Short task A: According to the abstract below, what loss is Video Autoencoder trained with?

------ Page text ------

Video Autoencoder: self-supervised disentanglement of static 3D structure and motion

Zihang Lai1Sifei Liu2Alexei A. Efros3Xiaolong Wang4
1CMU  2NVIDIA  3UC Berkeley  4UC San Diego ICCV 2021 (Oral)

Abstract

We present Video Autoencoder for learning disentangled representations of 3D structure and camera pose from videos in a self-supervised manner. Relying on temporal continuity in videos, our work assumes that the 3D scene structure in nearby video frames remains static. Given a sequence of video frames as input, the Video Autoencoder extracts a disentangled representation of the scene including: (i) a temporally-consistent deep voxel feature to represent the 3D structure and (ii) a 3D trajectory of camera poses for each frame. These two representations will then be re-entangled for rendering the input video frames. Video Autoencoder can be trained directly using a pixel reconstruction loss, without any ground truth 3D or camera pose annotations. The disentangled representation can be applied to a range of tasks, including novel view synthesis, camera pose estimation, and video generation by motion following. We evaluate our method on several large-scale natural video datasets, and show generalization results on out-of-domain images.

------ Exercise data ------

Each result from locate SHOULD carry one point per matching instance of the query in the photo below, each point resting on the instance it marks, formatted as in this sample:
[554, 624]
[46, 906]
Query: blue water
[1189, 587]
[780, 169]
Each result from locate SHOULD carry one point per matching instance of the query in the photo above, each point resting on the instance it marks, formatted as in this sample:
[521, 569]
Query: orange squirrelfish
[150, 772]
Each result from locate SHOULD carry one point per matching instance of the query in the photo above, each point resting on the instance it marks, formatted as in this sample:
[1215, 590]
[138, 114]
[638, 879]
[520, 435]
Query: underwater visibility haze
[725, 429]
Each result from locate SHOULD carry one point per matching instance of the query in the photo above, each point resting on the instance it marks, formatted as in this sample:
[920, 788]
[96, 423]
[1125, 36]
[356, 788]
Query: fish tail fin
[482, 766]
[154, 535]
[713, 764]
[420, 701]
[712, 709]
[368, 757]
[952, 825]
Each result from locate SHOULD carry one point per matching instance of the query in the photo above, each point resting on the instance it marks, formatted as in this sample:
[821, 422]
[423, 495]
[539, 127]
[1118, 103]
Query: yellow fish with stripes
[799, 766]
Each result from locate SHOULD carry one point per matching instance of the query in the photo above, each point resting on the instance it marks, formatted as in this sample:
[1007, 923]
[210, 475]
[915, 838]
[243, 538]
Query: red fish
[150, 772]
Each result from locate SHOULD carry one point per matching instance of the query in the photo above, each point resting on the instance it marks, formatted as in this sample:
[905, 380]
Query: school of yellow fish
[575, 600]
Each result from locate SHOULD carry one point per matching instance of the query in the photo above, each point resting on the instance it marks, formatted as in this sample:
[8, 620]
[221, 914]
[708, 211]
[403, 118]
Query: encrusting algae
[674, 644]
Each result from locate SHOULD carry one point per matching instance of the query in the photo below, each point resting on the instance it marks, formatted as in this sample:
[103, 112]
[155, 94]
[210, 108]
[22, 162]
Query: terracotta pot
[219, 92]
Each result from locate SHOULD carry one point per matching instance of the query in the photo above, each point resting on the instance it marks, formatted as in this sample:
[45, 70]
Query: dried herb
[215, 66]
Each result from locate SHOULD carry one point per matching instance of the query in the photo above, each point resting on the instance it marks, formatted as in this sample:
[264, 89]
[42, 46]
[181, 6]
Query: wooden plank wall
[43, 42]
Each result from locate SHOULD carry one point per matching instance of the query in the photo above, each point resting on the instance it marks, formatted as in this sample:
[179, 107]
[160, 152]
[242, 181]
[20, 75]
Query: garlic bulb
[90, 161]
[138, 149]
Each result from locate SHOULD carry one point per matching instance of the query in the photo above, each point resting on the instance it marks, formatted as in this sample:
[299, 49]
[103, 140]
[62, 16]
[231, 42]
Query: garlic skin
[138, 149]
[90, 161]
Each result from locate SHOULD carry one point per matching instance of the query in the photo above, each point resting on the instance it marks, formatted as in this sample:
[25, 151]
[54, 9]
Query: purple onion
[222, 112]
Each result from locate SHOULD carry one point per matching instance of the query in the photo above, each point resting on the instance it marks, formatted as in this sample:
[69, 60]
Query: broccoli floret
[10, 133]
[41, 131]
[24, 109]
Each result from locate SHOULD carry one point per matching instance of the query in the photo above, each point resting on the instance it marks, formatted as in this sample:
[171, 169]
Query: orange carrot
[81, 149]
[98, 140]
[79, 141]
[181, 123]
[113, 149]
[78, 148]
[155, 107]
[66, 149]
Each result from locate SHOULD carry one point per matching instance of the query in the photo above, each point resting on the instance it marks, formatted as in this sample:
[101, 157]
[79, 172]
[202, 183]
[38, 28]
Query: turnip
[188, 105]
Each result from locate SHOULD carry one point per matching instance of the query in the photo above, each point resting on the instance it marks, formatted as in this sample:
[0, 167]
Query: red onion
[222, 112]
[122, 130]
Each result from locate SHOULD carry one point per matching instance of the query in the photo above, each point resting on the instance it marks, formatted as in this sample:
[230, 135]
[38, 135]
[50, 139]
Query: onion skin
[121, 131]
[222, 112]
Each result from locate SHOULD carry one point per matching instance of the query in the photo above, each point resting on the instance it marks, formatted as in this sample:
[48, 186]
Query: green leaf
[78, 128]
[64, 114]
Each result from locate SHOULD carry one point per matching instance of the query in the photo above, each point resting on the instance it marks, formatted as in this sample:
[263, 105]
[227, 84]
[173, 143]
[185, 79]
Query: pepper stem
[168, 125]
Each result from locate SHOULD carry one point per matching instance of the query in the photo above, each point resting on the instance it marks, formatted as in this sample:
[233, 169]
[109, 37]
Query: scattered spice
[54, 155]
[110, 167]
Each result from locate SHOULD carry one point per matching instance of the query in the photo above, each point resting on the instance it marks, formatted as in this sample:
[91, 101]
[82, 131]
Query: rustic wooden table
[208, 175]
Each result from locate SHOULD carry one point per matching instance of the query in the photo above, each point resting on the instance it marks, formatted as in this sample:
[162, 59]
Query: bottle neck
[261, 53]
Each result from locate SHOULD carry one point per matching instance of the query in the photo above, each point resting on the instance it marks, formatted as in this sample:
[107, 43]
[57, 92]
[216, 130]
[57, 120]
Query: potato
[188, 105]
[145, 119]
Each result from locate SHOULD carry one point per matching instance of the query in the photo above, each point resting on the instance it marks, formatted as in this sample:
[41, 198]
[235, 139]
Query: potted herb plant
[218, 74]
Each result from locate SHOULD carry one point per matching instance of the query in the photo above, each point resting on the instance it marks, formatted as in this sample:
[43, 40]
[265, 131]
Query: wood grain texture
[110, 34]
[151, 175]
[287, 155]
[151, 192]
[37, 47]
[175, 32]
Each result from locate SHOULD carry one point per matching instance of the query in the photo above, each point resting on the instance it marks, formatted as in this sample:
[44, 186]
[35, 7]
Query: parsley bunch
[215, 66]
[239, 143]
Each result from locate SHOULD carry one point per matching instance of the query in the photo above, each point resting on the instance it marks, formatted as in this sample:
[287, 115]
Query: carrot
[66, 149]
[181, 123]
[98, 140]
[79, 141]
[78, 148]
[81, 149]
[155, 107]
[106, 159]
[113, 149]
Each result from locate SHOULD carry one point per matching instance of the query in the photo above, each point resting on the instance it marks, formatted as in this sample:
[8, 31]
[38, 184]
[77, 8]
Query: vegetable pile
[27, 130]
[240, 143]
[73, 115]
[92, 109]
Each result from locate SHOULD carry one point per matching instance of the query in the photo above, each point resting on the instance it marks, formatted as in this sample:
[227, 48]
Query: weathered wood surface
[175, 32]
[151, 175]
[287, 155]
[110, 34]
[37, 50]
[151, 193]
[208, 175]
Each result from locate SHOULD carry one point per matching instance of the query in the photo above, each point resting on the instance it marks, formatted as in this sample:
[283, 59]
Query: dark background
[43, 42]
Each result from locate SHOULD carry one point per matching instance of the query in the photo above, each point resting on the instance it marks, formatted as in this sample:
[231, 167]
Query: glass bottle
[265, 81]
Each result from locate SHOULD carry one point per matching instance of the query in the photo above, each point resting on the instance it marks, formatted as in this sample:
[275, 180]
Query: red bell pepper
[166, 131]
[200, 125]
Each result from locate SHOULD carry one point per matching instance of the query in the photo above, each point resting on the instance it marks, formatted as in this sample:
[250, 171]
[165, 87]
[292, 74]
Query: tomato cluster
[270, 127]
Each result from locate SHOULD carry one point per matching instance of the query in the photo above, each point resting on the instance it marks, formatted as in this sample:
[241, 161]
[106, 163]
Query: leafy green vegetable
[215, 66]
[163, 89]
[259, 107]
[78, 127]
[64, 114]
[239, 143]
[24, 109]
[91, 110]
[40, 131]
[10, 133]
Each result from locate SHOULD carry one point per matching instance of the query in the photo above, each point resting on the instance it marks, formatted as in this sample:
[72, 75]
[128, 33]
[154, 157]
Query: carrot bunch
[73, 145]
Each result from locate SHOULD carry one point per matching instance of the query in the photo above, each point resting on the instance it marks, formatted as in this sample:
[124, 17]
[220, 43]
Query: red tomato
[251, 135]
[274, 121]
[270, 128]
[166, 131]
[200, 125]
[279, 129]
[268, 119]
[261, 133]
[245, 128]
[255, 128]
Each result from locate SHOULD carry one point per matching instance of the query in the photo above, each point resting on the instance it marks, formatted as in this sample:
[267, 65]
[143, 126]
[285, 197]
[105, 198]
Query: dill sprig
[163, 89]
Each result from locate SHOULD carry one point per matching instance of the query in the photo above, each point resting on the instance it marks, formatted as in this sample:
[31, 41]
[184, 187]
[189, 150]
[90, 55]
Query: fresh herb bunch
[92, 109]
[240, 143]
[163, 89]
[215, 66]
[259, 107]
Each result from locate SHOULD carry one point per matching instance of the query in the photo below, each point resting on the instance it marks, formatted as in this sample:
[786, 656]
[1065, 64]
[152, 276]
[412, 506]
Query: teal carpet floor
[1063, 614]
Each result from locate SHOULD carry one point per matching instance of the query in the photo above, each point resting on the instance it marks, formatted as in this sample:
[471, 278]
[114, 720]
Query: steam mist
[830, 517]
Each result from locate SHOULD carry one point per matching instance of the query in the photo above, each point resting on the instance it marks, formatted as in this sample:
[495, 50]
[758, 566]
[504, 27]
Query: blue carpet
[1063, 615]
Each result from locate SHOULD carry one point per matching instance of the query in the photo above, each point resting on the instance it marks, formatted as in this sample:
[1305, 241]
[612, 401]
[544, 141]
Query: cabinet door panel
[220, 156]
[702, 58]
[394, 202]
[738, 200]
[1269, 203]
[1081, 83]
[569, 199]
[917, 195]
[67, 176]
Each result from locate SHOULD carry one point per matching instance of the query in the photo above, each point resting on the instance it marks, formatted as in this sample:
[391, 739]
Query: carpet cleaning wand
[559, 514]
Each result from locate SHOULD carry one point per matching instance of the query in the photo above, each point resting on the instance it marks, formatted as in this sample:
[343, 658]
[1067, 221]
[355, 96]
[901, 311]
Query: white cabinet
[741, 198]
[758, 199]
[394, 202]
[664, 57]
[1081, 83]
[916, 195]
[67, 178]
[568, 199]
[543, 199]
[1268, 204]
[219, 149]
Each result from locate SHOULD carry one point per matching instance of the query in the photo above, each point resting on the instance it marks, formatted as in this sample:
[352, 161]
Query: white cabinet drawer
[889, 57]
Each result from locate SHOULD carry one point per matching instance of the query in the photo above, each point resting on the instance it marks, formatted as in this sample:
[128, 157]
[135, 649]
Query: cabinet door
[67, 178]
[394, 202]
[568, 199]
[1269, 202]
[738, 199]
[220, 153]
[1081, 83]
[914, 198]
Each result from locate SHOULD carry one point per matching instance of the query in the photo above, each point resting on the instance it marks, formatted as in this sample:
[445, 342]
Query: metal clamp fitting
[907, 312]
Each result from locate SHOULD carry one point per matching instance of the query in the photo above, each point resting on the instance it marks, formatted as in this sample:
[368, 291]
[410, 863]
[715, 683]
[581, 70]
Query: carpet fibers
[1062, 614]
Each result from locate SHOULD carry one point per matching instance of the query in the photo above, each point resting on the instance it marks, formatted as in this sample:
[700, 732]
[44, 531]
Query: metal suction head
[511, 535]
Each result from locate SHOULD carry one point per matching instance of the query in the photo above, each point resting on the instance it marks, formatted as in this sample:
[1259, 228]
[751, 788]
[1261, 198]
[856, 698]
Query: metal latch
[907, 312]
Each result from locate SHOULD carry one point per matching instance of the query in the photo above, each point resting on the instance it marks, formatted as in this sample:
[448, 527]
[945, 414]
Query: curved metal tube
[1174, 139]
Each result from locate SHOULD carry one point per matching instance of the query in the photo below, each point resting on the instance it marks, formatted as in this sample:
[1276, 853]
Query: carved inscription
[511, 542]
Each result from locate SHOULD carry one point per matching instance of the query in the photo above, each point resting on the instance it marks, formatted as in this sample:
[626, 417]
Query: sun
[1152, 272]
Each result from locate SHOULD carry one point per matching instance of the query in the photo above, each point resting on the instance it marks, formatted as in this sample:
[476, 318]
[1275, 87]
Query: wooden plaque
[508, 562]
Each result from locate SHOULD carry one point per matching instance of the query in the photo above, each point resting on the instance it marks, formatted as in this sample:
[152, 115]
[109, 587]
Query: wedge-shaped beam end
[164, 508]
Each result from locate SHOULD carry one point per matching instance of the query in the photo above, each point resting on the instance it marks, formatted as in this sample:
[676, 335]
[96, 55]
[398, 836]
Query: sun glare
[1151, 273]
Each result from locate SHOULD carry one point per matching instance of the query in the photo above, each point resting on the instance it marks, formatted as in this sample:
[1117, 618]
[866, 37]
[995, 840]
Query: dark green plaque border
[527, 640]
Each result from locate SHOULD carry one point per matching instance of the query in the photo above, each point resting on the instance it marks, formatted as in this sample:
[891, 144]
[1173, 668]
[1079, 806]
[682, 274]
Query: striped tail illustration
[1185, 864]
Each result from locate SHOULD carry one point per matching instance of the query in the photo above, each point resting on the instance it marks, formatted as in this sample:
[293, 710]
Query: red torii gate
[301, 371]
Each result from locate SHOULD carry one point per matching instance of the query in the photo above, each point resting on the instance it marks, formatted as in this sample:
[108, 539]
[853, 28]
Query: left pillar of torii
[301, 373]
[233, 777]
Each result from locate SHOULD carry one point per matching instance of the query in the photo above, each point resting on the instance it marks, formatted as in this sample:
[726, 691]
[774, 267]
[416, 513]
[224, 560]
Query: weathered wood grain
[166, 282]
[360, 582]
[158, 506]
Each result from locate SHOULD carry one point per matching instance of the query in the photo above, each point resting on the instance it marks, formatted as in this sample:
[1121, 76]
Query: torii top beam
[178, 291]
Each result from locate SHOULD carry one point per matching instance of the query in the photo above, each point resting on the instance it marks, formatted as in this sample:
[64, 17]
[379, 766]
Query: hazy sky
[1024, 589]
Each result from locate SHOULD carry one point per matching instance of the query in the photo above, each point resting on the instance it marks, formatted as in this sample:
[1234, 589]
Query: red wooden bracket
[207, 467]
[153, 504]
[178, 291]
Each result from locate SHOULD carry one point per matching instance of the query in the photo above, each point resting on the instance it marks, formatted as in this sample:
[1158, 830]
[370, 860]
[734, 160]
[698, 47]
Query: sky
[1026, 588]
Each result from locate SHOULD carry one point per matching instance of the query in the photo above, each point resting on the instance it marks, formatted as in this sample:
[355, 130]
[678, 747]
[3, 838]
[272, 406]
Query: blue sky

------

Short task B: Show every line of the records above that contains the word "herb".

Task response A: A pixel reconstruction loss, with no ground truth 3D or camera pose annotations.

Task response B:
Query: dried herb
Query: potted herb plant
Query: fresh herb bunch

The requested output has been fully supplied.